## WORK TO BE COMPLETED
Please rewrite every one of the items below, changing "detection brief" to "labeling assignment" wherever it appears and leaving all other text unchanged.
------ DATA PROVIDED ------
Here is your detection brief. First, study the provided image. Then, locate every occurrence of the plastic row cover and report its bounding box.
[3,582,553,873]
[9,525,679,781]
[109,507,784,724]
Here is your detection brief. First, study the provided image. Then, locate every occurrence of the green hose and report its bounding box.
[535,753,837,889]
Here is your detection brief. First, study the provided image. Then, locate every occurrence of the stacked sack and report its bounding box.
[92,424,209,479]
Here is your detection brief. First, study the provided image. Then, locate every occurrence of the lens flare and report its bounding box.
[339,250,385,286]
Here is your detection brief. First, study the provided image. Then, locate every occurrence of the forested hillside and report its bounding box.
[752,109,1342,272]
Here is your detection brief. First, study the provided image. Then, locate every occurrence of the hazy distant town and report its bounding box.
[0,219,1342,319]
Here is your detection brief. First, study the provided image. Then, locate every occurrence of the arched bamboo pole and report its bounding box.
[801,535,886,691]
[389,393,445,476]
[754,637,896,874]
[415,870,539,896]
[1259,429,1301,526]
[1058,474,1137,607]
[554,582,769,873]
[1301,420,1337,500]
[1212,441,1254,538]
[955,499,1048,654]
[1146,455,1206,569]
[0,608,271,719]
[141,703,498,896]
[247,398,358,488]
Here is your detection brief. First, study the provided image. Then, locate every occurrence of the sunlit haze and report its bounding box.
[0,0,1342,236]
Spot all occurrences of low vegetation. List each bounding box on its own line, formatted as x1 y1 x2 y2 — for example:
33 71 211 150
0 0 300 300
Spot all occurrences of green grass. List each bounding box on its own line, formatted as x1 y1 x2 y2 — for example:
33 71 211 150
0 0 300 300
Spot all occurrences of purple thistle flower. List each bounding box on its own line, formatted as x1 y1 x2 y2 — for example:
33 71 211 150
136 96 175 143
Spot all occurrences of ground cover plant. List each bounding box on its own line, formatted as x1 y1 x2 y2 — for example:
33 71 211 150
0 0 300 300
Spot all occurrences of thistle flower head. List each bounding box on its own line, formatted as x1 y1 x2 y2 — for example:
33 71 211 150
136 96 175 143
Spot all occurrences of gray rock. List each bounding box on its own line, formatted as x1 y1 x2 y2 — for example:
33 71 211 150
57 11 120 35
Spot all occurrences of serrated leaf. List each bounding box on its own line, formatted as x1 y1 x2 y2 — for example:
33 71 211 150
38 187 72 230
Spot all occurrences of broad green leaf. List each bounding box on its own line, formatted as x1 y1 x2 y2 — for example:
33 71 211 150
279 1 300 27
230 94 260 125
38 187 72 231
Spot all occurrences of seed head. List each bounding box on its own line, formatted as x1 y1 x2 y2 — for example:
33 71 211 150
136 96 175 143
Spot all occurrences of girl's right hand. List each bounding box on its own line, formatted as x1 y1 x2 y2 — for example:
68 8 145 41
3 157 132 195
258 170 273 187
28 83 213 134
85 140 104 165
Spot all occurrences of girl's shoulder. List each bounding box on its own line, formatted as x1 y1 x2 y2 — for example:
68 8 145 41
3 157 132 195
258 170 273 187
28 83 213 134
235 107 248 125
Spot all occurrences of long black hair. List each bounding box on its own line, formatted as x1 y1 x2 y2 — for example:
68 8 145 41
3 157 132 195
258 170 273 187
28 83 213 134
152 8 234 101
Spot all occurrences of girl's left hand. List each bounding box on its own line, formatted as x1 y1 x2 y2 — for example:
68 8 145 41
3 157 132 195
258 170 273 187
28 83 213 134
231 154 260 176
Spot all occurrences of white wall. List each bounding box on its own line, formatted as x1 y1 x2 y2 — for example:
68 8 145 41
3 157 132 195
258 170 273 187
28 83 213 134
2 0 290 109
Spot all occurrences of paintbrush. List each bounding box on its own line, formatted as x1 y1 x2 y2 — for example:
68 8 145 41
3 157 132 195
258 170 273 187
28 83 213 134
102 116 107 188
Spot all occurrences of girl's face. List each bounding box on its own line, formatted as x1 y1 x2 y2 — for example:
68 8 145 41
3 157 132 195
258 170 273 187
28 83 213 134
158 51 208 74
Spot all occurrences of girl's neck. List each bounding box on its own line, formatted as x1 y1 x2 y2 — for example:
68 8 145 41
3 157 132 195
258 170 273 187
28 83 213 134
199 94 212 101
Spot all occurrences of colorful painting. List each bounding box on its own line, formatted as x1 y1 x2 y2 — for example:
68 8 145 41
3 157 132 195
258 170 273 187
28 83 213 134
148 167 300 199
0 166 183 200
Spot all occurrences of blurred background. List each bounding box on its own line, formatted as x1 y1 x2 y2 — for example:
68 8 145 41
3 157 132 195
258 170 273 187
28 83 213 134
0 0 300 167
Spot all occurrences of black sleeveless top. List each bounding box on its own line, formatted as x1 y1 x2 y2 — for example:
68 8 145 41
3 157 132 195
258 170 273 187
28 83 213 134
------
## ANSWER TO THE PROBLEM
Here is your labeling assignment. First, study the provided image. Then, locate every occurrence of the plastic row cover and report its bounding box.
[3,582,553,873]
[9,525,679,781]
[109,507,784,724]
Here is your labeling assignment. First, study the provided image. Then, locate every occurrence of the green hose and report its bounding box.
[535,753,837,889]
Here is your labeling assignment. First, study the provided image. Then, locate every occurrence of the stacked sack and report its bounding box.
[92,424,209,479]
Here is your labeling assignment. First, study the provided image. Then, locate every occurrence of the lens flare and report its bounding box.
[339,250,385,286]
Here is your labeling assignment. First, study the provided image. Then, locate every occurrence of the forested hillside and report its bounding box.
[752,109,1342,272]
Here is your labeling assignment. First, study the provided image. Then, locate every occurrence of the hazy distant town and report its bounding box.
[0,219,1342,319]
Here is your labeling assignment. First, study the provided image. Then, locate every occurrence of the arched bamboo pole and report its bounding box.
[801,535,886,691]
[389,393,445,476]
[754,637,896,874]
[415,870,539,896]
[1259,429,1301,526]
[1058,474,1137,607]
[554,582,769,873]
[1301,420,1337,500]
[1212,441,1254,538]
[955,499,1048,654]
[1146,455,1206,569]
[0,608,271,719]
[141,703,498,896]
[247,398,358,488]
Here is your labeling assignment. First, study the provided image. Then, locate every occurrence of the sunlit haze and report its bounding box.
[0,0,1342,236]
Spot all occurrences of low vegetation. List each bounding box on its own line, formatted as x1 y1 x2 y2 — for example:
33 71 211 150
0 0 300 300
Spot all occurrences of green grass. List each bounding box on its own line, formatted as x1 y1 x2 y2 — for example:
33 71 211 150
0 0 300 300
Spot all occurrences of purple thistle flower. List each bounding box on its own line, formatted as x1 y1 x2 y2 — for example:
33 71 211 150
136 96 175 143
Spot all occurrences of ground cover plant. List each bounding box on its own line, formatted as x1 y1 x2 y2 — for example:
33 71 211 150
0 0 300 300
Spot all occurrences of thistle flower head. List each bounding box on its own line, formatted as x1 y1 x2 y2 — for example:
33 71 211 150
136 96 175 143
Spot all occurrences of gray rock. List each bounding box on its own line, formatted as x1 y1 x2 y2 — for example:
33 71 211 150
57 11 120 35
Spot all occurrences of serrated leaf. List each bounding box on its own line, formatted as x1 y1 x2 y2 — for example:
33 71 211 150
38 187 72 230
Spot all occurrences of broad green leaf. List each bounding box on its own line, formatted as x1 y1 x2 y2 — for example:
33 71 211 150
279 1 300 27
230 94 260 125
38 187 72 231
Spot all occurrences of seed head. List each bounding box on its own line, formatted as x1 y1 x2 y2 — for example:
33 71 211 150
136 96 175 143
Spot all occurrences of girl's right hand. List each bounding box on its own line, formatted as x1 y1 x2 y2 — for example:
68 8 145 41
3 157 132 195
258 170 273 187
28 83 213 134
85 140 104 165
Spot all occurrences of girl's shoulder. List each bounding box on its own line, formatted as x1 y1 x2 y2 — for example:
68 8 145 41
3 157 132 195
258 170 273 187
28 83 213 134
235 107 248 125
Spot all occurrences of long black hair. List each bounding box on its own line, formatted as x1 y1 x2 y2 — for example:
68 8 145 41
3 157 132 195
258 170 273 187
28 83 213 134
152 8 234 101
Spot all occurrences of girl's left hand. List each bounding box on its own line, formatted as x1 y1 x2 y2 — for example:
68 8 145 41
3 157 132 195
258 170 273 187
28 83 213 134
231 154 260 176
Spot all occurrences of white wall. List each bounding box on its own line, formatted as x1 y1 x2 y2 — for example:
68 8 145 41
3 157 132 195
258 170 273 187
28 83 213 134
2 0 290 109
Spot all occurrences of paintbrush. List each bounding box on its own line, formatted as x1 y1 x2 y2 — for example:
68 8 145 41
3 157 132 195
258 170 273 187
28 83 213 134
102 116 107 188
Spot all occurrences of girl's face. List each bounding box on its own line, formatted as x1 y1 x2 y2 — for example:
68 8 145 41
3 157 132 195
258 170 273 187
28 83 213 134
158 51 208 74
Spot all occurrences of girl's neck. List each bounding box on its own line, formatted as x1 y1 x2 y2 — for example:
68 8 145 41
3 157 132 195
258 170 273 187
28 83 213 134
199 94 212 101
Spot all occurrences of colorful painting. List each bounding box on its own line, formatted as x1 y1 x2 y2 — for example:
68 8 145 41
3 157 132 195
258 170 273 187
28 83 213 134
148 167 300 199
0 166 183 200
Spot all occurrences of blurred background. List each bounding box on its own line, formatted as x1 y1 x2 y2 — for example:
68 8 145 41
3 157 132 195
258 170 273 187
28 83 213 134
0 0 300 167
Spot all occurrences of black sleeveless top. List each bounding box on its own line, formatted as x1 y1 x2 y2 — for example:
68 8 145 41
3 157 132 195
258 170 273 187
28 83 213 134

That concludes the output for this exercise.